**COMPLETE THE FOLLOWING**
[A] In the passage about healthcare app development, what was the startup called?
[B] Pick up the passage about healthcare app development after its final sentence and keep writing it.

**PROVIDED PASSAGE**
━━━━━━

“What’s the point?!” It’s a question I found myself asking during a moribund business school lecture; the question that got me started on the path to healthcare app development.
It’s true. No matter where I’ve been since then–where I’ve applied myself–I’ve always continued to keep my nose pointed in the direction of healthcare. Even coming down with a life-threatening chronic illness only gave me more vested interest in taking care of others; I simply had more first-hand experience than some of my colleagues and competitors.
Over the last ten years I’ve continued to improve my skills as a health practitioner. I’ve gone to school for Public Health and Public Policy, consulted top medical professionals, founded health startups, and most recently, have been helping clients build their healthcare apps with Topflight Apps, the cumulation of all my healthcare-oriented efforts. And in all that time, only once have I considered quitting. Just stopping it all and giving up.
The name of the startup was MyPatientMatch (MPM). The blank canvas it offered was the culmination of my hopes and dreams. All my pent up anger toward healthcare regulations and inefficiencies, the oft-found lack of research, and always, the eternal lack of patient-centered care, all of that drove me for two years to create the best possible application I could create. I was a hellbent warrior with boundless physical and creative energy, and going that hard at the same problems every day was almost an out-of-body experience.

━━━━━━

Stored items from a collection:

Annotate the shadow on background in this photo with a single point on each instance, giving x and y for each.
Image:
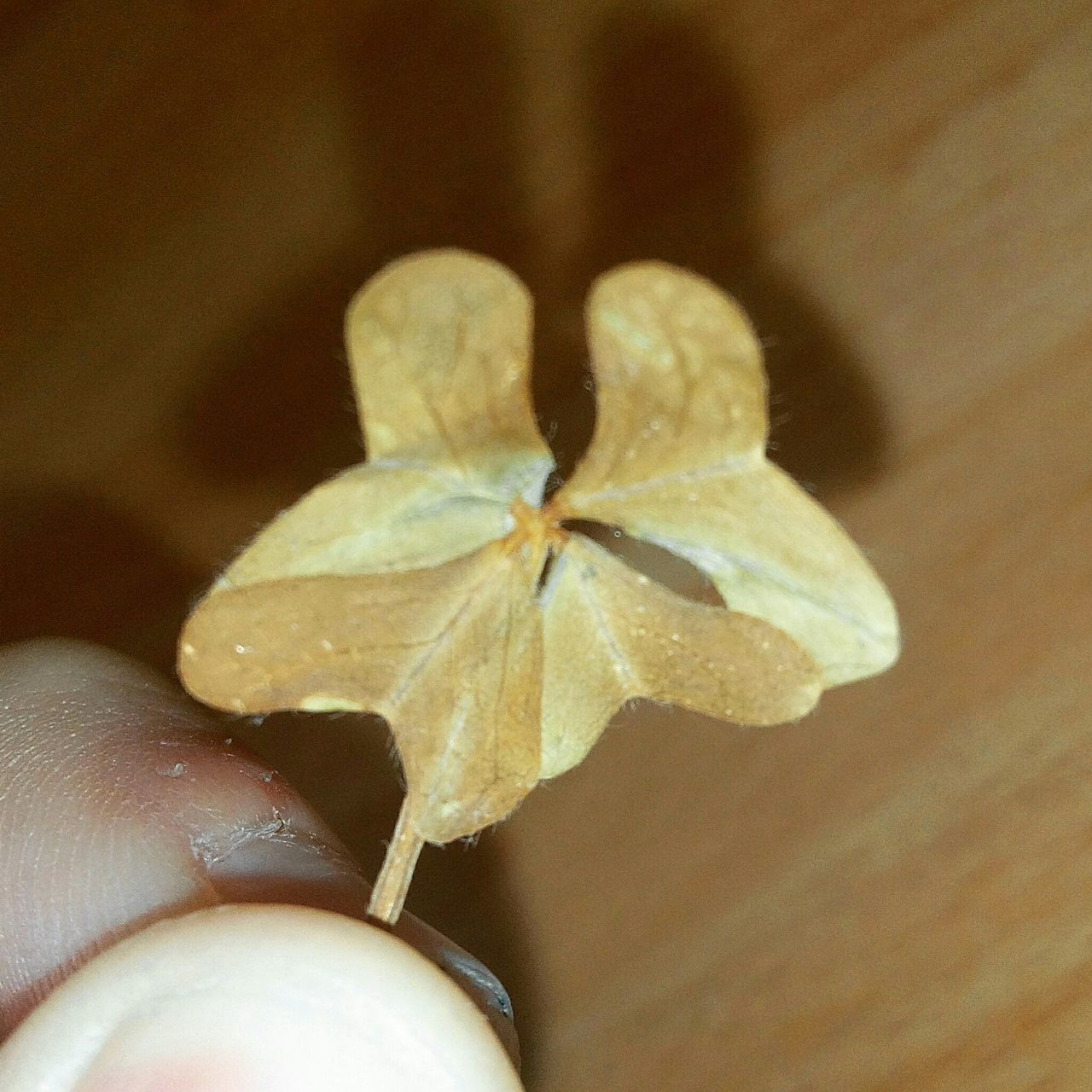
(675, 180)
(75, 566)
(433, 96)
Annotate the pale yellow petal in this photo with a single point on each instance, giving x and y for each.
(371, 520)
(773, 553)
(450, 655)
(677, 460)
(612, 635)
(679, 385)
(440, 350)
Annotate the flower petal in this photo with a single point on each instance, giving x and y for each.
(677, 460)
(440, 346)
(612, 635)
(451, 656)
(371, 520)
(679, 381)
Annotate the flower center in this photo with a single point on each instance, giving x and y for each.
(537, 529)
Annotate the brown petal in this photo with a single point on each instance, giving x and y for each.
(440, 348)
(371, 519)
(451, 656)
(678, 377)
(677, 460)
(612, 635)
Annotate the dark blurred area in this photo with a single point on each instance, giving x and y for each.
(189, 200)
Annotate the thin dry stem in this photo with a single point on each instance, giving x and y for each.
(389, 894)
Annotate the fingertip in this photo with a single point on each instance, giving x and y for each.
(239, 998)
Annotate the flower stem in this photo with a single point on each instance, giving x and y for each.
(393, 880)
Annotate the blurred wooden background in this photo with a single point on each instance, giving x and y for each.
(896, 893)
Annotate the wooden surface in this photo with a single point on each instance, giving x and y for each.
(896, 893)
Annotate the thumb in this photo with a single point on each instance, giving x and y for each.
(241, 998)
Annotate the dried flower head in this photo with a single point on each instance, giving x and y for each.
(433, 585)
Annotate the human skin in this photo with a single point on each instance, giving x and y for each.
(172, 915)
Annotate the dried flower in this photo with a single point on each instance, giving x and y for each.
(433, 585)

━━━━━━

**TASK RESULTS**
[A] MyPatientMatch (MPM)

[B]
Don’t Let Your Startup Become Your Identity
I’m sure you’ve heard entrepreneurs say that you shouldn’t let your startup become your identity, and believe me, it’s for good reason. The Tasmanian force of nature that I was did not translate into company success. And if I am honest with myself, it was for that reason that I spent my last year with the company in a pretty dark place.
Looking back, I think if it were a non-healthcare startup, I likely would’ve left much earlier. When you care deeply about something–have more domain experience in that thing than anything else, commit every day of 2 years to this thing–and still end up not really moving the needle, it’s impossible to not feel like failure incarnate when it’s over. And of course, it always takes longer to stop loving something you thought you would “be with” forever.
If I can fully capture for you how emotionally devastating this was, I even stopped talking to the patients that used to be my tribe, because they began to remind me of my shortcomings.
So, I left. I decided not to do another healthcare startup. Instead, I got started with freelancing for digital agencies and soon after founded my own agency in Topflight. Although my original motivation for starting my own agency was more about rebounding financially (e.g. “Time for steady paycheck after not taking a dime for 2 years”) and emotionally (e.g. “Let’s work on something I have zero emotional attachment to”), over time it’s actually become a place of constructive rehabilitation to get back to where I belong.
Initially, I avoided healthcare clients, but slowly…somehow (like it was calling to me) I found the courage to ease my way back in. From deep within me, my need to tackle the most critical healthcare inefficiencies outweighed everything else. And now, able to do it on my terms, detached, without fear, that stagnant needle that we couldn’t move with MPM, was now starting to wiggle.
Redemption: 1, Ego: 0.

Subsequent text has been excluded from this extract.